■ 本文
-*-*-
記事の資料にするため、とあるテーマを抱えながら昔の雑誌や新聞をひっくり返していると、必ず読者向けの娯楽コラムや懸賞クイズが掲載されている。いまでも、新聞や雑誌などに囲碁や将棋、クロスワードパズルのコーナーがあるのと同じように、戦前のメディアにもおそらく記者たちが頭をひねって考案したのだろう、読者が喜びそうなクイズやお笑いコラムなどが載っている。
 だが、どこが面白いのかサッパリわからなくてぜんぜん笑えず、逆に首をひねってしまう“迷作”も少なくない。たとえば、冒頭の写真は雑誌に掲載された読者クイズなのだけれど、ふたりの有名人の顔をタテに切って左右を継ぎ合わせた、ちょっとグロテスクな出題となっている。いま、こんなことをしたら「あたしの顔を半分に切ったりして、なにすんのよ! どーゆーこと?」と、即座に本人たちからクレームがきそうだが、当時はたいして問題にならなかったようだ。
-*-*-
戦前の雑誌や新聞に載った読者クイズをめぐる本文を、最後の文のあとから書き継ぐこと。

■ 抽出資料
-*-*-
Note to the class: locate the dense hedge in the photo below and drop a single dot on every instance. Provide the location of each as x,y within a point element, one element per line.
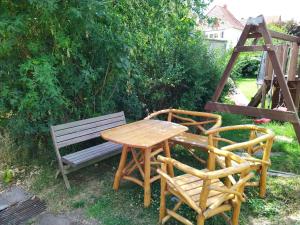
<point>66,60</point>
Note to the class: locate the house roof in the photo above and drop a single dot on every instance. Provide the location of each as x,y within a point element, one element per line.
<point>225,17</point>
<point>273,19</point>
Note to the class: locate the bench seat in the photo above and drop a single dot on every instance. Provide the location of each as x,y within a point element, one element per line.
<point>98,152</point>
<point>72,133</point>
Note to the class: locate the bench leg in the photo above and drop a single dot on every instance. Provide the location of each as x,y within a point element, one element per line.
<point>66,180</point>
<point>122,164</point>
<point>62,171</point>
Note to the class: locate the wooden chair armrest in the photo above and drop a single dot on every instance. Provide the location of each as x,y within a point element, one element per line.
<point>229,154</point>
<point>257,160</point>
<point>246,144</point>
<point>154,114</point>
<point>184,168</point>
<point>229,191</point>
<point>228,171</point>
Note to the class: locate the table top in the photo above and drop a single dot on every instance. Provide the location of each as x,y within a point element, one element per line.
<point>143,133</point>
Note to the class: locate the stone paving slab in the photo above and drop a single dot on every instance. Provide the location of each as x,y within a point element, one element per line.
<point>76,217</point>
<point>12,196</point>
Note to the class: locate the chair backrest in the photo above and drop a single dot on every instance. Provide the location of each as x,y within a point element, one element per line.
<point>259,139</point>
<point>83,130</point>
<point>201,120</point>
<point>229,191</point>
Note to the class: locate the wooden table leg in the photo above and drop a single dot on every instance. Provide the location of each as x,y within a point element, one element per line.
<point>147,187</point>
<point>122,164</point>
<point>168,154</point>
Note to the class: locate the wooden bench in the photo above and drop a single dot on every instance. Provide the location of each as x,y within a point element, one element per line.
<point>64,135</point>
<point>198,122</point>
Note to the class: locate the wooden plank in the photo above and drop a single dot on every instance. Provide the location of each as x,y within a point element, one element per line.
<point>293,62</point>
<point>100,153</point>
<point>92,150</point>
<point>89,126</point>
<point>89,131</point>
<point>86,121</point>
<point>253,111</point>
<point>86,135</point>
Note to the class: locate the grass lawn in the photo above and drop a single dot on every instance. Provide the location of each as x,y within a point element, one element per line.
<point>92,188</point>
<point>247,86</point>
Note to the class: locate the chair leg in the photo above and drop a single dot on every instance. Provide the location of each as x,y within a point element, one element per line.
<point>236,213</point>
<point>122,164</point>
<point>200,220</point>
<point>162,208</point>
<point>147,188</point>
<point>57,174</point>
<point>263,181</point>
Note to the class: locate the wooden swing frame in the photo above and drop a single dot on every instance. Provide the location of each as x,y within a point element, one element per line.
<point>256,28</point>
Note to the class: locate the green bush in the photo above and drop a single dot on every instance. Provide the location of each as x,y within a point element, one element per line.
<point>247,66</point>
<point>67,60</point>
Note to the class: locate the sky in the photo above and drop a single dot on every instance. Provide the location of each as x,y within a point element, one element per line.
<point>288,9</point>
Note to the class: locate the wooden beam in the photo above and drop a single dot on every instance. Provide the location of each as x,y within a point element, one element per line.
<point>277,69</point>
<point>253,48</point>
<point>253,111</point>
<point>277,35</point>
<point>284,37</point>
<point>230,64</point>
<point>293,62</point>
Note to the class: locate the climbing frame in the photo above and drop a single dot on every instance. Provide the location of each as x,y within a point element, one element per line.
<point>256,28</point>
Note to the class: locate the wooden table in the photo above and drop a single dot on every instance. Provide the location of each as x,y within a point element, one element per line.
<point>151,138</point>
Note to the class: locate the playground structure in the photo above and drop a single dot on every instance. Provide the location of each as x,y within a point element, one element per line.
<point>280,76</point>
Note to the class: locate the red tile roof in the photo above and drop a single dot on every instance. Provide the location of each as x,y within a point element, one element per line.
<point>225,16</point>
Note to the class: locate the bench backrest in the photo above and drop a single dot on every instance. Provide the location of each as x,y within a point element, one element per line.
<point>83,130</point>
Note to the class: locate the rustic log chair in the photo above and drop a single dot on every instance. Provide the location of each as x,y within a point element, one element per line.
-*-*-
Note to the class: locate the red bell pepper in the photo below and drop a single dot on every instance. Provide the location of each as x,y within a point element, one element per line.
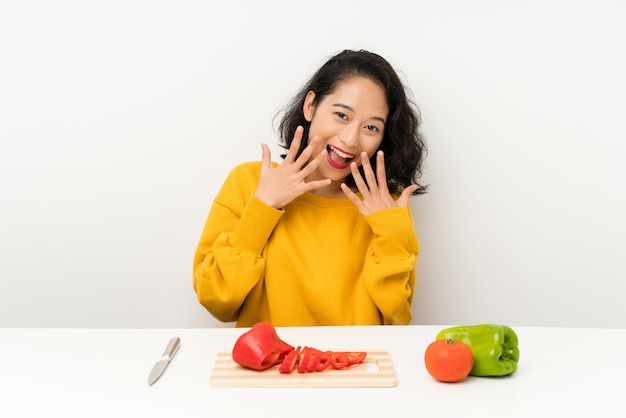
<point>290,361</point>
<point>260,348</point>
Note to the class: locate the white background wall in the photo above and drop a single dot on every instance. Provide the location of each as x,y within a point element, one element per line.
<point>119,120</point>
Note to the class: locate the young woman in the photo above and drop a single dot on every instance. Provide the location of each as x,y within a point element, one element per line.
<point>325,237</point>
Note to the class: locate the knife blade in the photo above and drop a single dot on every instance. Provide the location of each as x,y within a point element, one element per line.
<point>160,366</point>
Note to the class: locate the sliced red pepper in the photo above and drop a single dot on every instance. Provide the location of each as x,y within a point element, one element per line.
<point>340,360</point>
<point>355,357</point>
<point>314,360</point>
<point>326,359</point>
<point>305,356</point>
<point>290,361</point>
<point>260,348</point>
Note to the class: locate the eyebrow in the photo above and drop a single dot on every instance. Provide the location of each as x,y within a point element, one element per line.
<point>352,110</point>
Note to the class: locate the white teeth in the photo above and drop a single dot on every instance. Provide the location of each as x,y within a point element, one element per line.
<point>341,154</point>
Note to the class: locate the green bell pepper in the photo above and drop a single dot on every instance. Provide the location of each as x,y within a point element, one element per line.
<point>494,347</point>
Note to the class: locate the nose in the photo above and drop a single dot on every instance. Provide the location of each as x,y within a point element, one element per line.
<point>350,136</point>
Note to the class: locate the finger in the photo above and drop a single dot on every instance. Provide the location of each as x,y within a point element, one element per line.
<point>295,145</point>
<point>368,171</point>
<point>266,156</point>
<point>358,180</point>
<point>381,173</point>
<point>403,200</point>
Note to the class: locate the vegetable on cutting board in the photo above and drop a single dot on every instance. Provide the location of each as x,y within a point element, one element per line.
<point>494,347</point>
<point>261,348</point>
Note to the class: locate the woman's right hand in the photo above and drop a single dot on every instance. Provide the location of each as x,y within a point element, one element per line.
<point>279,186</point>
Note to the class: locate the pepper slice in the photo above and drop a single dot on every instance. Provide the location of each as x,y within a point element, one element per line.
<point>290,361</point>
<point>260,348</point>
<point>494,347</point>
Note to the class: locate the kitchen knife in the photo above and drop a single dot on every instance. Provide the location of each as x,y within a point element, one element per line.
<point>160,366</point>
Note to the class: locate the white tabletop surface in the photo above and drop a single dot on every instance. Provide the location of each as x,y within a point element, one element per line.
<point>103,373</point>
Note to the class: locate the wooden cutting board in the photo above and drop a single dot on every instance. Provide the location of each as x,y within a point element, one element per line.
-*-*-
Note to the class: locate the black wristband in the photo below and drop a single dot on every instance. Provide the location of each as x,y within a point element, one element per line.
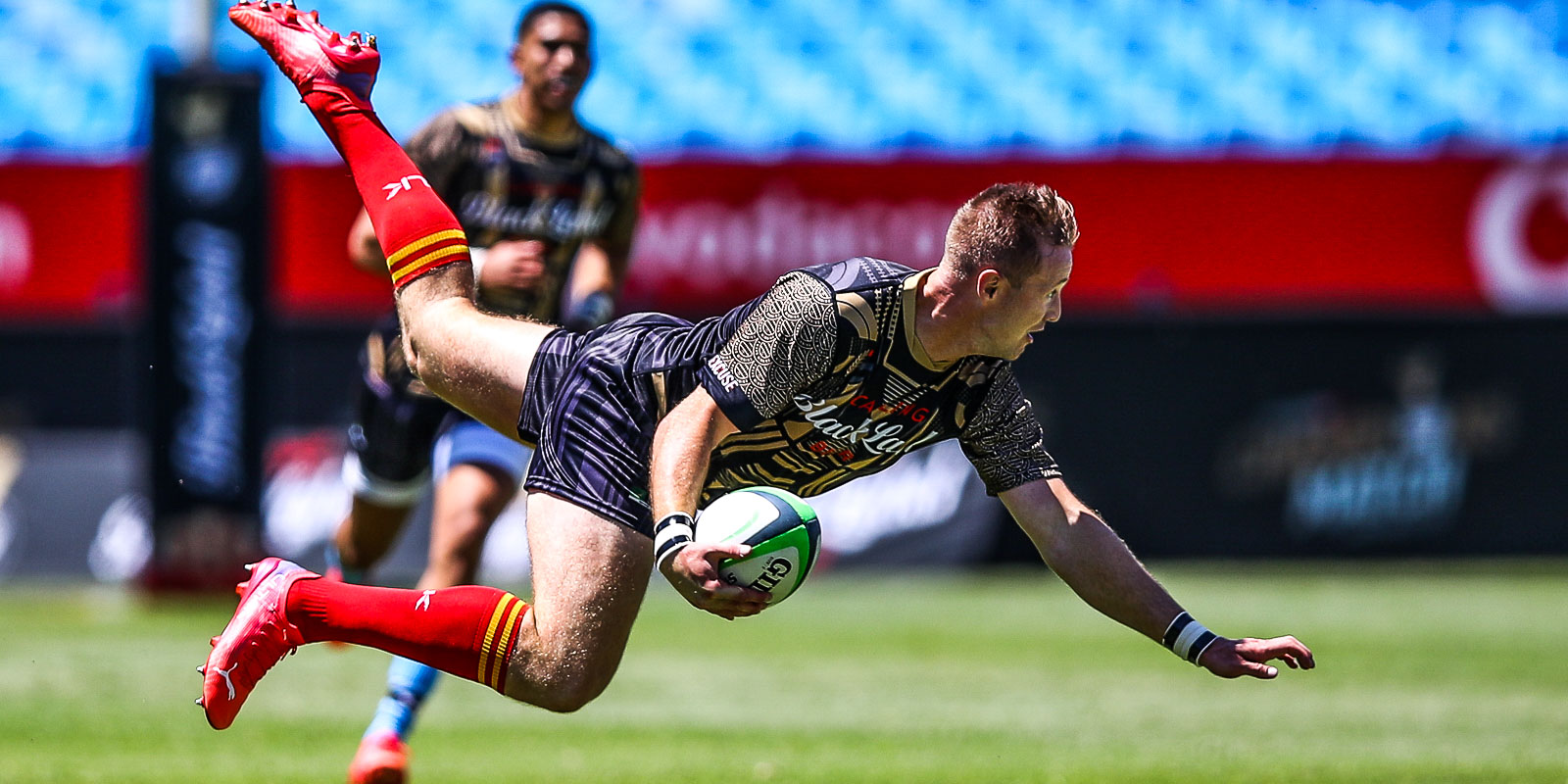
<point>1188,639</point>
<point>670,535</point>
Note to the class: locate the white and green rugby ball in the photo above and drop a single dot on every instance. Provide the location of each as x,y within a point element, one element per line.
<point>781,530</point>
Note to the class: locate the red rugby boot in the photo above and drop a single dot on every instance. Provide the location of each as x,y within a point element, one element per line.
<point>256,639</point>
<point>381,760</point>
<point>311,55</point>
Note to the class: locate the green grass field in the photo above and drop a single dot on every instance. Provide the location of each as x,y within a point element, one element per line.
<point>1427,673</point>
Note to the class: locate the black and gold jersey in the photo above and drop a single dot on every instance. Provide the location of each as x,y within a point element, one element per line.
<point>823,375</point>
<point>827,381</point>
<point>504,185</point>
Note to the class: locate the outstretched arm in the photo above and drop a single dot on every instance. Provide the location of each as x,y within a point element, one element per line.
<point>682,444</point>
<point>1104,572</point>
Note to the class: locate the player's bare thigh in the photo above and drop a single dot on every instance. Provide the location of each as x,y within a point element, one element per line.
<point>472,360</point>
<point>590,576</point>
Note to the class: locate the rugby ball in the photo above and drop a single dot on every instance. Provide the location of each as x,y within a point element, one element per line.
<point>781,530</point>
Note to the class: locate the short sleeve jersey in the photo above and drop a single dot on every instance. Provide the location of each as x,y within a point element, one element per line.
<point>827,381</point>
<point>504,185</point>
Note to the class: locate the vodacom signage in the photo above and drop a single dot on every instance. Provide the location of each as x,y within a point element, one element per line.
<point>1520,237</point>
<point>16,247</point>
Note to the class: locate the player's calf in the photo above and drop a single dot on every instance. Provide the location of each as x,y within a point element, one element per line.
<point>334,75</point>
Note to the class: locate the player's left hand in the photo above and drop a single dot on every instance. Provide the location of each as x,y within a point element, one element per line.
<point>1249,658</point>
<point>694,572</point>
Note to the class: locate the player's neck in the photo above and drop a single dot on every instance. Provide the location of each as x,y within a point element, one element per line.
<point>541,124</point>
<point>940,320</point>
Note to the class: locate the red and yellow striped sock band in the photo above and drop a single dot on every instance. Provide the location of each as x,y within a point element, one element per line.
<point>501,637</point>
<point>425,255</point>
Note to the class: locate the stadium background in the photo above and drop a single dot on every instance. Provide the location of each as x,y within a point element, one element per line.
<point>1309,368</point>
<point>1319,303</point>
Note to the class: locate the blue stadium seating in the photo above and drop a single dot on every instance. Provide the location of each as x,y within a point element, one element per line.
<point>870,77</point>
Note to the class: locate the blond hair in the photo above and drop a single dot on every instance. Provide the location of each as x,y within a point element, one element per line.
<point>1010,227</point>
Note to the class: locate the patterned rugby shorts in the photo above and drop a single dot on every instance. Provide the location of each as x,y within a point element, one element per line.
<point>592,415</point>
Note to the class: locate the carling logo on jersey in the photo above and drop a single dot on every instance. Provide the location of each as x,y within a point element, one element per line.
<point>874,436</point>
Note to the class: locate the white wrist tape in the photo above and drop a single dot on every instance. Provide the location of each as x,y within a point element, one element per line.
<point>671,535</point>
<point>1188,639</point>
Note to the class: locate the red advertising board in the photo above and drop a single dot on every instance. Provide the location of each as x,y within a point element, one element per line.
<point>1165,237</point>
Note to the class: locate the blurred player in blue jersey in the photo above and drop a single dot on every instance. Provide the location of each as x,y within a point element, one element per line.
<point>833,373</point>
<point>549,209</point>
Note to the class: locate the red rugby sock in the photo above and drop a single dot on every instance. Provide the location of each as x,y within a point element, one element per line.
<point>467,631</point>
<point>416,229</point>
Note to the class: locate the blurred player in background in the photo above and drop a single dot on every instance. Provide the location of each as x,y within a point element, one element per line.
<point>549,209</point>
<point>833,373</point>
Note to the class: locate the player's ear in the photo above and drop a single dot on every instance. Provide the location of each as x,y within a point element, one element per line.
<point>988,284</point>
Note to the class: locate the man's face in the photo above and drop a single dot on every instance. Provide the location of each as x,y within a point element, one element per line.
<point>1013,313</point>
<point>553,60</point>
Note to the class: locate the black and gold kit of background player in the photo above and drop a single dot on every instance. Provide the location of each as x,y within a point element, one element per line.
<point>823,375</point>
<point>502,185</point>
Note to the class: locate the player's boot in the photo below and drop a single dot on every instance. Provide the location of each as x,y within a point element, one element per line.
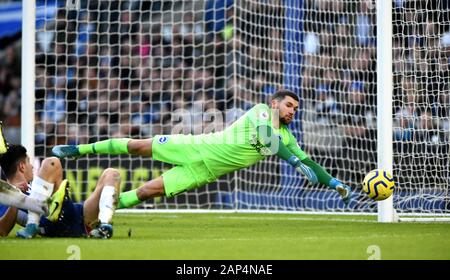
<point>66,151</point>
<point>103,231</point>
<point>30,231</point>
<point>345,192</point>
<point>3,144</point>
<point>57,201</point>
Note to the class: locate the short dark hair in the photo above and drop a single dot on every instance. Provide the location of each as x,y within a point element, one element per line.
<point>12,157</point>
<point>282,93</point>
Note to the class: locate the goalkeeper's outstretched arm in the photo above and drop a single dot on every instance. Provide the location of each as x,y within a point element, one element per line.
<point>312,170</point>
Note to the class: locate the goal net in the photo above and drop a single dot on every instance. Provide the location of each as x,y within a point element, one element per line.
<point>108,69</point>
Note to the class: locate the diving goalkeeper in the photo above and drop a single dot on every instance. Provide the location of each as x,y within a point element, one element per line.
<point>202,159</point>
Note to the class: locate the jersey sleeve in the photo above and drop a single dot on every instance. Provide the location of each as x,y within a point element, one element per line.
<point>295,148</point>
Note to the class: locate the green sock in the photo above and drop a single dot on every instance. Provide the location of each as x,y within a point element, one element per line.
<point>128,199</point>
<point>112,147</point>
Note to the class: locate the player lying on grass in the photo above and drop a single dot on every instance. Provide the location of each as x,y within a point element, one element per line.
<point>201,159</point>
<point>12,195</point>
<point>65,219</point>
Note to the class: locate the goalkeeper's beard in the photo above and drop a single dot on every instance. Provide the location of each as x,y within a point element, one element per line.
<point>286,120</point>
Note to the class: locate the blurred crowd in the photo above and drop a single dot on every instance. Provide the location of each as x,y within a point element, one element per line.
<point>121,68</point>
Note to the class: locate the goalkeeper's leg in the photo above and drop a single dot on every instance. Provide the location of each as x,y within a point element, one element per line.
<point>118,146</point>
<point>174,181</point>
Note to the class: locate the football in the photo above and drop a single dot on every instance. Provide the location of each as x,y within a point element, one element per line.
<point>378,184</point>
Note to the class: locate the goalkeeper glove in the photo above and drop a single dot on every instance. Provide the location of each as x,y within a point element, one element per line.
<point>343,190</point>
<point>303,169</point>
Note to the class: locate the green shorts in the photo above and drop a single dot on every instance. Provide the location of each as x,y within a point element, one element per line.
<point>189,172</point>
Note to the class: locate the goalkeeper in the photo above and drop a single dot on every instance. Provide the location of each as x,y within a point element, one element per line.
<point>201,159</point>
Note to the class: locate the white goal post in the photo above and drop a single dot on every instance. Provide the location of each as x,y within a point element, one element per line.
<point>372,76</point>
-*-*-
■ 課題への回答
 また、新聞社が発行する写真雑誌のため、新聞によく目を通している読者、つまり人物の顔を紙上で記憶している読者に有利な出題となっている。いまのようにTVが存在しないので、たとえ有名人といっても顔は広く知られてはいなかった時代だ。誰と誰の顔をくっつけたのか、読者のみなさん当ててみよう!……というのが懸賞クイズなのだ。当たった人には、抽選で2名の読者に現金5円がプレゼントされる。大正末の5円というと、だいたい今日の4,000~5,000円ぐらいだろうか。ちょっとしたお小遣い程度の金額だが、家計の足しにと応募者は多かったとみられる。
 さて、このブログをお読みの方なら、下落合のテーマとともに何度か登場している人物の顔(半分)なので、冒頭の写真を見てピンとくる方も多いのではないだろうか。1924年(大正13)に東京朝日新聞社から発行された、「アサヒグラフ」10月29日号の「読者のおなぐさみ」懸賞クイズから引用してみよう。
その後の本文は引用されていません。